Pasaje citado
______________________________

En Las palabras y las cosas (1996), Michel Foucault destaca el tránsito de la teoría de la representación en el lenguaje —fundamento de todos los órdenes del discurso— hacia la historicidad; «el quiebre definitivo de la teoría mimética» que veía en el lenguaje una «tabla espontánea y cuadrícula primera de las cosas», el «enlace indispensable entre la representación y los seres» es reemplazado por una «historicidad profunda» que «las aísla y las define en su coherencia propia, les impone aquellas formas del orden implícitas en la continuidad del tiempo». En suma, «el lenguaje pierde su lugar de privilegio y se convierte, a su vez, en una figura de la historia coherente con la densidad de su pasado. […] a medida que las cosas se enrollan sobre sí mismas, sólo piden a su devenir el principio de su inteligibilidad».

Lo expuesto por Barthes y Foucault se complementa con los aportes de la teoría de la recepción. El lector toma contacto con el texto literario acompañado de un bagaje experiencias y conocimientos previos, propios y compartidos con su espacio y su época. La estética de la recepción remarca la cualidad inconclusa del texto literario, cuyo sentido es completado durante la lectura, y reconociendo la polisemia del discurso literario evita las interpretaciones unívocas o unilaterales. En «El proceso de lectura: enfoque fenomenológico», Wolfgang Iser advierte que «La obra es más que el texto, pues el texto solamente toma vida cuando es concretizado, y además la concretización no es de ningún modo independiente de la disposición individual del lector […]». Y luego añade que es el lector quien pone en marcha una obra. Iser sostiene que el significado no está exclusivamente en el texto sino que se genera durante el proceso de lectura; que el significado no es totalmente textual ni depende arbitrariamente del lector, sino que es resultado de una interacción; y además, que el lector participa en la producción de significados al completar una estructura abierta de sentido que es el texto literario, «al llenar vacíos o indeterminaciones en su estructura, completa la obra literaria».

______________________________

Consigna escrita 1
Enumera todas las personas que se nombran en el pasaje citado, tal como aparecen en él.
Consigna escrita 2
Según el pasaje citado, ¿quién pone en marcha una obra de acuerdo con Iser?
Consigna escrita 3
Indica si cada una de estas afirmaciones concuerda con el pasaje citado y copia las palabras del texto que lo deciden: (a) Para Iser, el significado depende arbitrariamente del lector. (b) La estética de la recepción evita las interpretaciones unívocas. (c) Según Foucault, el lenguaje conserva su lugar de privilegio.

______________________________

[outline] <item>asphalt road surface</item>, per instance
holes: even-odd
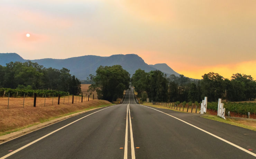
[[[137,104],[132,90],[122,104],[0,144],[0,159],[256,158],[255,131]]]

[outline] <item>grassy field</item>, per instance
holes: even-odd
[[[227,118],[227,120],[225,120],[216,115],[209,114],[205,114],[201,117],[256,131],[256,120],[255,119],[248,120],[243,118],[234,119]]]
[[[94,94],[94,97],[97,99],[97,93],[96,91],[90,92],[88,91],[89,86],[91,84],[81,84],[81,90],[83,93],[83,94],[84,96],[85,95],[88,97],[88,95],[91,93],[92,94],[90,95],[90,96],[92,97],[92,95]]]
[[[177,110],[175,109],[172,109],[171,106],[171,108],[169,108],[167,107],[165,107],[163,106],[161,106],[159,105],[153,105],[152,103],[144,103],[143,104],[143,105],[148,105],[149,106],[151,106],[155,107],[158,107],[159,108],[162,108],[164,109],[169,109],[174,111],[176,111],[179,112],[183,112],[185,113],[186,112],[187,108],[184,108],[184,111],[182,112],[182,108],[181,107],[181,110],[182,111],[179,111],[179,107],[178,107]],[[199,113],[199,111],[200,111],[200,109],[198,109],[198,111],[197,113]],[[190,113],[191,112],[191,108],[189,109],[188,112]],[[193,108],[193,112],[195,113],[195,109]],[[212,120],[215,120],[216,121],[219,121],[220,122],[222,122],[225,123],[230,124],[238,127],[241,127],[246,129],[248,129],[251,130],[252,130],[256,131],[256,120],[255,119],[250,119],[248,120],[247,119],[243,119],[242,118],[227,118],[227,120],[225,120],[221,118],[220,117],[217,116],[217,115],[210,115],[209,114],[205,114],[203,115],[201,117],[202,118],[205,118],[208,119]]]
[[[57,105],[57,98],[46,98],[45,106],[44,98],[37,98],[37,106],[33,106],[34,99],[25,99],[24,108],[23,108],[23,98],[10,98],[9,109],[7,109],[8,97],[0,97],[0,134],[7,132],[22,129],[40,122],[48,121],[71,113],[99,107],[112,105],[111,103],[101,100],[91,100],[81,103],[81,97],[77,96],[76,102],[72,104],[72,96],[65,99],[61,98],[60,105]],[[75,99],[75,97],[74,98]]]
[[[171,107],[169,108],[167,107],[165,107],[163,106],[161,106],[160,105],[153,105],[152,103],[143,103],[143,104],[143,104],[145,105],[148,105],[149,106],[153,106],[154,107],[158,107],[159,108],[163,108],[164,109],[170,109],[170,110],[173,110],[174,111],[176,111],[177,112],[183,112],[183,113],[187,113],[187,107],[188,106],[188,104],[186,105],[186,106],[185,106],[184,107],[184,111],[182,111],[182,106],[181,105],[181,104],[180,105],[180,107],[181,108],[181,111],[179,111],[180,110],[180,107],[178,107],[178,108],[177,110],[176,110],[176,107],[175,107],[175,109],[174,109],[174,106],[173,106],[173,109],[172,109],[172,106],[171,105]],[[198,106],[197,107],[197,113],[198,114],[199,113],[199,111],[200,111],[200,109],[199,106]],[[191,108],[190,107],[189,108],[189,111],[188,112],[188,113],[191,113]],[[195,106],[194,106],[193,107],[193,111],[192,112],[192,113],[195,113]]]

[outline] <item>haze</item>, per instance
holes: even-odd
[[[2,0],[0,52],[31,59],[134,53],[191,78],[256,78],[256,1],[156,2]]]

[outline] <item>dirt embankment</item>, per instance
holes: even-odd
[[[42,122],[71,112],[112,104],[108,101],[98,100],[84,101],[81,103],[81,97],[79,102],[79,97],[77,97],[76,103],[74,101],[72,104],[71,96],[68,104],[68,98],[66,97],[65,104],[63,104],[64,99],[61,98],[60,105],[57,105],[57,98],[54,98],[52,105],[52,98],[46,98],[45,106],[45,98],[38,97],[36,107],[34,107],[34,99],[25,98],[23,108],[23,98],[10,98],[8,109],[8,98],[0,97],[0,132]]]

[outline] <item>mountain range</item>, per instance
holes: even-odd
[[[176,76],[180,75],[166,64],[148,65],[141,57],[135,54],[113,55],[108,57],[86,55],[65,59],[27,60],[16,53],[0,53],[0,65],[2,66],[5,66],[6,64],[11,62],[24,62],[28,60],[36,62],[46,68],[52,67],[58,69],[66,68],[70,70],[71,74],[81,80],[86,80],[90,74],[95,74],[96,70],[100,66],[111,66],[115,65],[120,65],[131,76],[139,68],[147,72],[158,69],[166,74],[167,76],[171,74]]]

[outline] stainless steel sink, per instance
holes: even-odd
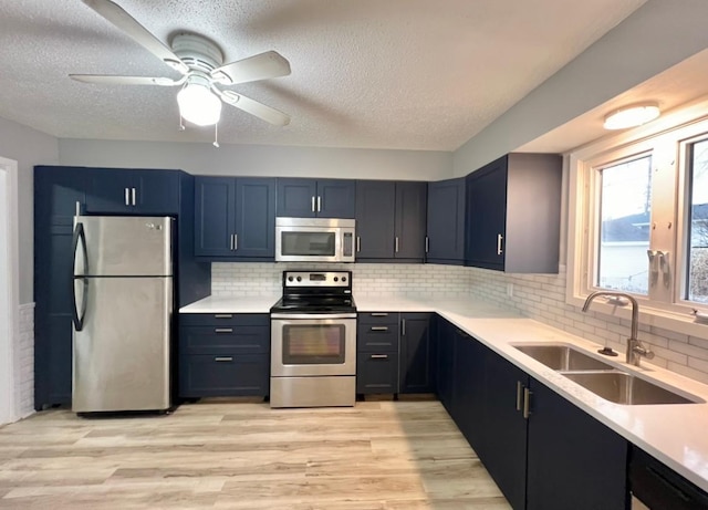
[[[614,366],[570,345],[514,345],[527,356],[554,371],[610,371]]]
[[[624,372],[575,372],[563,374],[605,400],[624,405],[698,404],[698,397],[684,396]]]

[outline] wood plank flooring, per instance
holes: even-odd
[[[0,427],[0,509],[509,509],[439,402],[173,415],[48,410]]]

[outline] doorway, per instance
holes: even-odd
[[[0,158],[0,425],[18,419],[15,342],[19,335],[18,163]]]

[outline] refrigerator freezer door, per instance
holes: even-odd
[[[74,274],[165,277],[173,274],[169,217],[79,216],[85,242],[75,246]]]
[[[74,331],[75,413],[167,409],[171,278],[91,278]]]

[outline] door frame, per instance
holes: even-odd
[[[18,162],[0,157],[0,179],[4,184],[4,207],[0,207],[0,218],[4,218],[7,236],[6,249],[0,251],[7,267],[8,285],[0,289],[4,295],[7,325],[0,321],[0,425],[19,418],[15,399],[15,343],[20,333],[20,257],[18,221]],[[1,187],[0,187],[1,190]],[[0,202],[2,205],[2,202]],[[1,219],[0,219],[1,220]],[[2,264],[0,264],[0,268]],[[2,301],[0,301],[2,303]],[[0,315],[2,316],[2,315]]]

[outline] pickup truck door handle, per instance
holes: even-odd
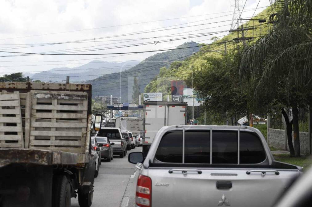
[[[217,188],[219,190],[226,190],[232,188],[231,181],[217,181],[216,183]]]
[[[277,170],[248,170],[247,172],[246,172],[246,174],[247,175],[250,175],[250,173],[251,172],[261,172],[261,175],[263,176],[264,176],[265,175],[266,173],[266,172],[274,172],[276,175],[278,175],[280,174],[280,172],[278,172]]]
[[[172,173],[173,171],[180,171],[182,172],[182,173],[184,175],[186,175],[188,174],[188,172],[197,172],[197,173],[199,174],[201,174],[202,172],[201,170],[187,170],[185,169],[173,169],[171,170],[169,170],[169,171],[168,171],[168,172],[170,173]]]

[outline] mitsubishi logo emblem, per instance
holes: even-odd
[[[229,201],[226,200],[227,197],[225,197],[225,196],[224,196],[224,194],[223,194],[223,195],[222,196],[222,197],[221,197],[221,199],[222,200],[219,202],[218,205],[223,205],[223,204],[225,205],[230,205],[230,203],[229,202]]]

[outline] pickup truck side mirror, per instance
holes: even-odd
[[[142,163],[144,161],[143,153],[141,152],[131,152],[128,156],[128,161],[130,163],[136,164],[138,163]]]

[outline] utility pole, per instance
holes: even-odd
[[[141,105],[141,94],[139,94],[139,106]],[[139,106],[138,106],[138,107]],[[141,108],[139,108],[139,111],[140,112],[140,118],[141,117]]]
[[[205,125],[206,125],[206,108],[205,108],[205,112],[204,112],[204,124]]]
[[[194,92],[193,88],[193,66],[192,67],[192,99],[193,100],[193,107],[192,108],[192,117],[193,119],[195,119],[194,117]]]
[[[241,7],[242,7],[241,3],[242,3],[242,0],[231,0],[234,1],[234,4],[231,7],[234,7],[234,11],[232,17],[232,23],[231,24],[231,30],[235,28],[236,26],[242,24],[241,20],[239,19],[241,15]]]

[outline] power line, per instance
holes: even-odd
[[[171,50],[179,50],[183,49],[186,49],[187,48],[196,48],[198,47],[202,47],[202,46],[206,46],[207,45],[212,45],[213,44],[221,44],[222,43],[224,43],[226,42],[228,42],[228,41],[226,41],[223,42],[223,43],[213,43],[211,44],[205,44],[197,46],[193,46],[192,47],[189,47],[185,48],[174,48],[173,49],[171,49]],[[151,52],[161,52],[162,51],[167,51],[167,50],[170,50],[169,49],[155,50],[149,50],[147,51],[141,51],[138,52],[124,52],[124,53],[93,53],[93,54],[87,54],[87,53],[58,54],[56,53],[23,53],[22,52],[9,52],[7,51],[0,51],[0,52],[6,53],[7,53],[27,54],[30,54],[30,55],[115,55],[115,54],[120,54],[144,53],[150,53]],[[5,57],[6,56],[0,56],[0,57]]]
[[[128,26],[128,25],[136,25],[136,24],[144,24],[144,23],[150,23],[153,22],[158,22],[158,21],[162,21],[171,20],[175,20],[175,19],[183,19],[183,18],[189,18],[189,17],[197,17],[197,16],[207,16],[207,15],[212,15],[212,14],[220,14],[220,13],[228,13],[228,12],[232,12],[232,11],[230,11],[230,12],[217,12],[217,13],[211,13],[211,14],[202,14],[202,15],[195,15],[195,16],[188,16],[183,17],[178,17],[178,18],[171,18],[171,19],[165,19],[161,20],[155,20],[155,21],[149,21],[143,22],[137,22],[137,23],[133,23],[129,24],[124,24],[124,25],[113,25],[113,26],[105,26],[105,27],[96,27],[96,28],[90,28],[90,29],[82,29],[82,30],[71,30],[71,31],[65,31],[65,32],[55,32],[55,33],[47,33],[47,34],[37,34],[37,35],[29,35],[29,36],[22,36],[22,37],[12,37],[12,38],[5,38],[5,39],[0,39],[0,40],[7,40],[7,39],[16,39],[21,38],[26,38],[26,37],[36,37],[36,36],[41,36],[46,35],[51,35],[51,34],[63,34],[63,33],[69,33],[69,32],[76,32],[80,31],[85,31],[85,30],[95,30],[95,29],[104,29],[104,28],[111,28],[111,27],[119,27],[119,26]]]

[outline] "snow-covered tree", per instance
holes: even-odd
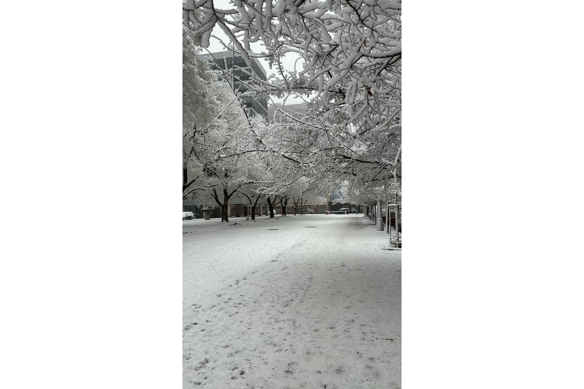
[[[248,62],[265,57],[277,73],[254,80],[258,93],[304,94],[310,110],[272,132],[273,149],[320,181],[366,184],[401,179],[401,4],[383,0],[211,0],[183,4],[183,23],[208,44],[218,26]],[[198,13],[197,13],[198,12]],[[265,49],[254,52],[251,44]],[[303,67],[281,59],[300,55]],[[252,86],[251,85],[250,86]],[[253,89],[253,88],[252,88]]]

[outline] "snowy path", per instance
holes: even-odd
[[[401,387],[387,234],[361,215],[234,221],[183,222],[185,387]]]

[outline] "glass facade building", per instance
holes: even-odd
[[[250,66],[245,63],[241,55],[231,50],[200,54],[199,57],[207,61],[211,69],[219,70],[221,68],[228,73],[230,76],[232,73],[235,75],[235,92],[241,92],[242,102],[246,106],[248,114],[251,116],[262,115],[265,118],[267,117],[267,100],[265,98],[256,99],[245,93],[248,90],[245,83],[251,82],[252,74],[260,80],[267,79],[266,72],[258,58],[252,58],[253,62]],[[232,80],[228,81],[231,83]]]

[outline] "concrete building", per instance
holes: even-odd
[[[216,70],[223,69],[231,76],[235,75],[235,92],[245,93],[248,88],[245,83],[249,83],[252,75],[255,75],[260,80],[266,80],[266,72],[258,58],[252,58],[252,66],[248,66],[244,58],[237,53],[227,50],[210,54],[200,54],[199,57],[207,60],[211,65],[211,68]],[[231,82],[232,79],[228,80]],[[250,96],[242,96],[243,103],[247,107],[248,114],[251,116],[263,115],[267,117],[267,100],[266,99],[254,99]]]
[[[294,120],[288,116],[296,119],[301,119],[308,110],[308,107],[304,103],[287,104],[283,107],[280,103],[276,103],[275,105],[275,107],[272,105],[267,107],[268,123],[291,123]],[[282,113],[280,110],[283,111],[286,114]]]

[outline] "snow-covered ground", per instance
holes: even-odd
[[[182,223],[185,388],[401,387],[401,252],[372,222]]]

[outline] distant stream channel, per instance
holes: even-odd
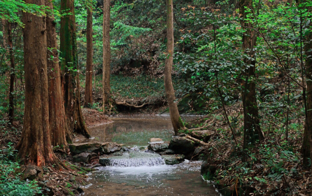
[[[184,116],[182,118],[192,117]],[[144,153],[139,149],[147,146],[150,139],[159,138],[170,141],[174,134],[168,116],[140,115],[111,119],[112,123],[90,129],[93,137],[75,142],[112,141],[123,144],[133,149],[136,159],[143,159],[146,156],[140,155]],[[212,185],[200,175],[201,161],[186,160],[178,165],[168,165],[161,160],[156,163],[126,167],[124,162],[127,159],[122,161],[120,164],[114,166],[96,168],[97,170],[89,175],[90,184],[83,189],[83,195],[219,195]]]

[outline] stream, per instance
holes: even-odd
[[[96,168],[97,171],[90,174],[90,184],[84,189],[83,195],[219,195],[200,175],[202,161],[185,160],[178,164],[167,165],[158,154],[143,151],[152,138],[171,140],[174,132],[170,116],[140,115],[111,119],[113,122],[90,128],[94,137],[75,142],[112,141],[123,144],[132,150],[117,158],[111,166]]]

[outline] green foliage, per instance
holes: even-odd
[[[7,196],[35,195],[41,193],[35,180],[21,180],[21,174],[17,173],[19,164],[12,160],[16,158],[15,150],[12,143],[0,150],[0,195]]]
[[[112,75],[110,81],[115,99],[143,98],[152,100],[164,96],[163,81],[161,78],[155,79],[144,75],[136,77]],[[125,86],[129,87],[126,90]]]

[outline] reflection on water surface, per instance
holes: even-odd
[[[76,142],[113,141],[125,146],[146,146],[149,139],[169,141],[173,134],[169,116],[114,118],[114,122],[90,129],[92,139]],[[211,195],[218,194],[200,176],[201,162],[175,165],[99,168],[90,175],[92,184],[85,195]]]

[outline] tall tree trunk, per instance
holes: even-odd
[[[65,73],[62,85],[67,125],[70,131],[75,130],[89,137],[80,107],[74,0],[61,0],[61,11],[71,13],[61,20],[60,56],[62,59],[61,68]]]
[[[167,8],[167,46],[166,53],[168,56],[165,62],[165,70],[164,72],[164,81],[165,90],[169,106],[170,118],[174,131],[177,135],[179,130],[185,130],[185,127],[181,119],[178,109],[177,103],[175,102],[175,96],[171,79],[173,52],[173,0],[166,0]]]
[[[264,138],[259,125],[254,81],[256,77],[255,73],[256,57],[253,49],[257,36],[255,31],[248,28],[251,27],[250,23],[244,20],[247,18],[247,13],[245,12],[246,7],[253,9],[252,0],[241,0],[240,2],[240,12],[242,19],[241,25],[247,27],[246,32],[243,33],[242,49],[243,52],[250,57],[244,58],[243,59],[244,72],[243,74],[245,77],[244,89],[242,92],[244,114],[243,147],[244,149],[247,148],[249,143],[253,143],[257,140],[261,140]],[[253,60],[251,60],[252,58],[254,58]]]
[[[105,104],[110,98],[110,1],[103,0],[103,111]]]
[[[6,20],[4,19],[1,19],[1,22],[2,23],[2,37],[3,37],[2,41],[3,41],[3,47],[5,48],[7,47],[7,22]]]
[[[44,0],[26,0],[25,2],[45,5]],[[16,149],[26,164],[58,165],[49,127],[45,20],[31,13],[22,14],[25,107],[22,136]]]
[[[10,72],[10,92],[9,94],[9,119],[11,125],[13,125],[14,120],[14,79],[15,78],[15,62],[12,42],[12,25],[11,22],[7,23],[8,44],[10,53],[11,70]]]
[[[46,6],[53,10],[50,0],[45,0]],[[71,134],[67,126],[64,100],[62,94],[61,72],[59,64],[55,25],[52,15],[46,17],[46,54],[49,94],[49,120],[51,142],[54,146],[62,147],[66,150],[67,140],[71,141]]]
[[[4,20],[4,19],[2,19],[1,20],[1,23],[2,24],[2,36],[3,38],[2,41],[3,42],[3,48],[5,50],[6,52],[6,54],[4,55],[3,59],[6,62],[6,64],[7,65],[7,67],[8,68],[10,66],[9,65],[9,63],[8,63],[7,58],[7,54],[8,53],[9,51],[8,50],[8,47],[7,46],[8,22],[6,20]],[[7,70],[8,70],[8,69],[7,69]],[[5,83],[6,86],[6,85],[7,85],[8,86],[10,86],[10,71],[7,71],[5,73]],[[5,96],[4,97],[4,101],[3,102],[3,103],[2,104],[4,107],[6,107],[7,106],[7,101],[9,99],[9,97],[10,96],[10,88],[8,88],[7,89],[6,89],[5,93]]]
[[[309,25],[309,27],[310,25]],[[302,145],[303,162],[304,165],[307,166],[309,163],[308,159],[312,160],[312,33],[310,32],[306,40],[304,49],[306,56],[305,70],[307,82],[307,108],[306,117],[305,118],[305,131],[303,134],[303,144]],[[312,165],[311,165],[312,167]],[[312,168],[311,168],[312,170]]]
[[[87,63],[84,106],[92,105],[92,75],[93,49],[92,44],[92,5],[87,8]]]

______________________________

Respuesta esperada 1
Michel Foucault, Barthes, Wolfgang Iser

Respuesta esperada 2
El lector.

Respuesta esperada 3
(a) No: «el significado no es totalmente textual ni depende arbitrariamente del lector, sino que es resultado de una interacción».
(b) Sí: «evita las interpretaciones unívocas o unilaterales».
(c) No: «el lenguaje pierde su lugar de privilegio».